Problem to solve
Each line from the beginning of the data below through the line containing "Task: point: the red" should be repeated exactly, please.

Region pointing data
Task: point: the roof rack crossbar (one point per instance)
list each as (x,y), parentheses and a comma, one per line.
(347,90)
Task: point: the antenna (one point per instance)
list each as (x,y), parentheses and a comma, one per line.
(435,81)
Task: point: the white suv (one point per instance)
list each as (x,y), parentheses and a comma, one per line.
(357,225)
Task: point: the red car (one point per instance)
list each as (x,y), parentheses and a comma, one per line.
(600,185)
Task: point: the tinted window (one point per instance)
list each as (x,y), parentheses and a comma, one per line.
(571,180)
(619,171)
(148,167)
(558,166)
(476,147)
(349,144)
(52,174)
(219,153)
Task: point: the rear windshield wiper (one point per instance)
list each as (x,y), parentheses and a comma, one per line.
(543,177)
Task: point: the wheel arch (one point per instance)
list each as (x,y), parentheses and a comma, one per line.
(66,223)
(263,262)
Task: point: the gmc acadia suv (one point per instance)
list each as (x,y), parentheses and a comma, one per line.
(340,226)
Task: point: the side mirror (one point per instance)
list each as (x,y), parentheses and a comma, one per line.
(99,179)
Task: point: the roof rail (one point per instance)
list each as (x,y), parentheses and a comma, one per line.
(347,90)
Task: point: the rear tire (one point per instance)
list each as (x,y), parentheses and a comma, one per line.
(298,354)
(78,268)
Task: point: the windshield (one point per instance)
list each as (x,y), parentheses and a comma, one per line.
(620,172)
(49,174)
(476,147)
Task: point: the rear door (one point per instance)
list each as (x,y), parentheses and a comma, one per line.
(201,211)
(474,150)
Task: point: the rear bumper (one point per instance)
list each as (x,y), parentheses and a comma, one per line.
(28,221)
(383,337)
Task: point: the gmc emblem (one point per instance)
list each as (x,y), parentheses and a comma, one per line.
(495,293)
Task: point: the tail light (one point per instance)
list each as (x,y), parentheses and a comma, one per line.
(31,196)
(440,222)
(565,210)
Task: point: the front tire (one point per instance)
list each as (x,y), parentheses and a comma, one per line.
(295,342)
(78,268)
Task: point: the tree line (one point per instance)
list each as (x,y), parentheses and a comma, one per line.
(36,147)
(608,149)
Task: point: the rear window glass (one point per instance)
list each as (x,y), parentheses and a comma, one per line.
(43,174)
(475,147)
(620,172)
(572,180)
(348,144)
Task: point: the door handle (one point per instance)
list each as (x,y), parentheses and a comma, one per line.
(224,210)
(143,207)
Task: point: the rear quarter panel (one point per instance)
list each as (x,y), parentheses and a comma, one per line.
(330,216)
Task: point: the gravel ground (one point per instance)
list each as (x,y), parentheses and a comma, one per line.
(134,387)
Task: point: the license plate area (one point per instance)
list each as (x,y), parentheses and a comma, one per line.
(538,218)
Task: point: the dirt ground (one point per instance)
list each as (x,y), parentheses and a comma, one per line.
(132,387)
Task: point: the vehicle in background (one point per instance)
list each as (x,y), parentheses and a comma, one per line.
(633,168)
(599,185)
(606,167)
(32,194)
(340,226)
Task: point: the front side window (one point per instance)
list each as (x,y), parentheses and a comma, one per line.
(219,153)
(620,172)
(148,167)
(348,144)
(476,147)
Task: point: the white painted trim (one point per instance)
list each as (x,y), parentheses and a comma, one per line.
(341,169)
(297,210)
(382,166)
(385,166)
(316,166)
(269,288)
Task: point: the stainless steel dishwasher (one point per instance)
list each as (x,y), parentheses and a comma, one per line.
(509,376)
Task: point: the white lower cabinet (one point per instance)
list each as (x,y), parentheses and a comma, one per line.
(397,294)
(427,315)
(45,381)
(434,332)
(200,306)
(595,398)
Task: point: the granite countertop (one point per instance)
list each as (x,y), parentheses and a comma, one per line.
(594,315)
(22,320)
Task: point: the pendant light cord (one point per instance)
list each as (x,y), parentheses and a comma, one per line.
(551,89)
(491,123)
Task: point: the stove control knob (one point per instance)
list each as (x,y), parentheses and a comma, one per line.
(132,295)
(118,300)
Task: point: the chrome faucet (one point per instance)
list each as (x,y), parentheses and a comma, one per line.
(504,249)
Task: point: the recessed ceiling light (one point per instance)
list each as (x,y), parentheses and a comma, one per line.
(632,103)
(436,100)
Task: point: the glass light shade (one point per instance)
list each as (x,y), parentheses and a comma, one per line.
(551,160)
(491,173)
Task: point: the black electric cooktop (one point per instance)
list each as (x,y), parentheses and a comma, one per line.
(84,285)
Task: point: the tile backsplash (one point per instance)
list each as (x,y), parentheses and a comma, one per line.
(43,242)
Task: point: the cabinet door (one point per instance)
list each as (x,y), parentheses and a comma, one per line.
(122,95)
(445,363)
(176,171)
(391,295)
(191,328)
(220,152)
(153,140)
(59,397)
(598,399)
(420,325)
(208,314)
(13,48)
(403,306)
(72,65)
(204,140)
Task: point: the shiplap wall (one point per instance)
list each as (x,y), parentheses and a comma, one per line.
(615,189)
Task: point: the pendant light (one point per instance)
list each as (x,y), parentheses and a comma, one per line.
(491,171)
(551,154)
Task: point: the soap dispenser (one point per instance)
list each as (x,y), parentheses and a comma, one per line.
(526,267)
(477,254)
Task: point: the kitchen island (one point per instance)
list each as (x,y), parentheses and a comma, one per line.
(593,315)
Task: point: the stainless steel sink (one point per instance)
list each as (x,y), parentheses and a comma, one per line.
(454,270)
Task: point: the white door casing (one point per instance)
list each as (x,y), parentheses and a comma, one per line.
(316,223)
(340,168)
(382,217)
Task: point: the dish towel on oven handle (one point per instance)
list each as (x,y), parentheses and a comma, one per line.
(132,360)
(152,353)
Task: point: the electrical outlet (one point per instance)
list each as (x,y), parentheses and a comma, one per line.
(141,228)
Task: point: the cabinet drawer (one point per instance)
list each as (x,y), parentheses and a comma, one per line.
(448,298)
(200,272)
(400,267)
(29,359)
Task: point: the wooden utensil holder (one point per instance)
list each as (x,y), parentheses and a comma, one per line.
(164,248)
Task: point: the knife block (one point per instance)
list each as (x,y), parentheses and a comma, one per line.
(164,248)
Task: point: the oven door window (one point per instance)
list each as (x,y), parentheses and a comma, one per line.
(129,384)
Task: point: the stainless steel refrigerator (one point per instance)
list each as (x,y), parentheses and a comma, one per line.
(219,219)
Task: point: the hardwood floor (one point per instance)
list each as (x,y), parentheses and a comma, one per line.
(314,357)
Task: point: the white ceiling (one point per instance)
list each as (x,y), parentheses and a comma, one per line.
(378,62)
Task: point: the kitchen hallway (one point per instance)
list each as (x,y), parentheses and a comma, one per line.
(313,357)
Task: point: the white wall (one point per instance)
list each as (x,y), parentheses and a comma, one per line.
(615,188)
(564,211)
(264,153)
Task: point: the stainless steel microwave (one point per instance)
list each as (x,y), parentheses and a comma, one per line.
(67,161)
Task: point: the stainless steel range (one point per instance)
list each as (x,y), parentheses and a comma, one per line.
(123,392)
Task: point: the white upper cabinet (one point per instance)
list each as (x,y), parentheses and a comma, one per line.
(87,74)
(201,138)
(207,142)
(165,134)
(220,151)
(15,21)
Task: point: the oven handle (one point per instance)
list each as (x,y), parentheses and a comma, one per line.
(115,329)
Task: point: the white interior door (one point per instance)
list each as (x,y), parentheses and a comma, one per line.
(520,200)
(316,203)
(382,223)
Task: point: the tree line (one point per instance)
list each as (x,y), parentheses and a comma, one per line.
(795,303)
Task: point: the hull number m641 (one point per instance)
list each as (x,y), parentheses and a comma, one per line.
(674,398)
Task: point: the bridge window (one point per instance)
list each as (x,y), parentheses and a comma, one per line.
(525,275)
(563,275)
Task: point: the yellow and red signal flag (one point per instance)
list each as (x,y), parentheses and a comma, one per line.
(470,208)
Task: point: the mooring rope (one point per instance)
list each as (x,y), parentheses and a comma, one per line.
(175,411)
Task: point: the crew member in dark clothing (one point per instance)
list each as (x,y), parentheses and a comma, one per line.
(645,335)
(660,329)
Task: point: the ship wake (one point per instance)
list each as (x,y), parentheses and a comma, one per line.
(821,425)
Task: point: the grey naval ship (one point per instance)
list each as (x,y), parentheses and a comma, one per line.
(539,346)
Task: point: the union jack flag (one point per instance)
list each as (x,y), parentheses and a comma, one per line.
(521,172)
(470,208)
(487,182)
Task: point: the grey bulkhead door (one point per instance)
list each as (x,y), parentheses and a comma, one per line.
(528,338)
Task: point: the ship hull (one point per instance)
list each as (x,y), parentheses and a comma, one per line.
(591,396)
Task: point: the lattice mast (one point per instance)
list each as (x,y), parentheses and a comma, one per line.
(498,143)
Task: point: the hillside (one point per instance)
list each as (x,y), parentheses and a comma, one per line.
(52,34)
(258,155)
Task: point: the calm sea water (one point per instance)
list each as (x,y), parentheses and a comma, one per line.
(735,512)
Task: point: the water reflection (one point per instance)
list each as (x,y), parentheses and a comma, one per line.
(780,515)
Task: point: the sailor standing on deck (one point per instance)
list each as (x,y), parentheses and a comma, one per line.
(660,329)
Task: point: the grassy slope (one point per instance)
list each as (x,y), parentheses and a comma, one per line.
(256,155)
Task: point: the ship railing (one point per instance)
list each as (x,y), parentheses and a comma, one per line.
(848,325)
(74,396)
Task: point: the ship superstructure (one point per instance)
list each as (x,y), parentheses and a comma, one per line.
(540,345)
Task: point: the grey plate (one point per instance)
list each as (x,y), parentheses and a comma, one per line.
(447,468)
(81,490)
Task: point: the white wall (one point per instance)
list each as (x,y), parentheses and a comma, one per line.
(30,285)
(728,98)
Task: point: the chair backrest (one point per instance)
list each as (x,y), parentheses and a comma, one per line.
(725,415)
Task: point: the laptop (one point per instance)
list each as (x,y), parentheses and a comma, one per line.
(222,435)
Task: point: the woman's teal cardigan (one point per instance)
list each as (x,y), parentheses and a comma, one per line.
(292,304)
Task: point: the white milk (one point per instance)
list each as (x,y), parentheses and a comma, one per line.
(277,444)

Exercise solution
Task: point: the roof rack crossbar (one point per instance)
list each as (x,y), parentheses and a comma, one per line.
(347,90)
Task: point: the antenna (one point per instance)
list each as (x,y), parentheses and a comma, one per line.
(435,81)
Task: point: the white suv (one point per instance)
list each as (x,y), parentheses and a comma, one per line.
(357,225)
Task: point: the red car (one point per instance)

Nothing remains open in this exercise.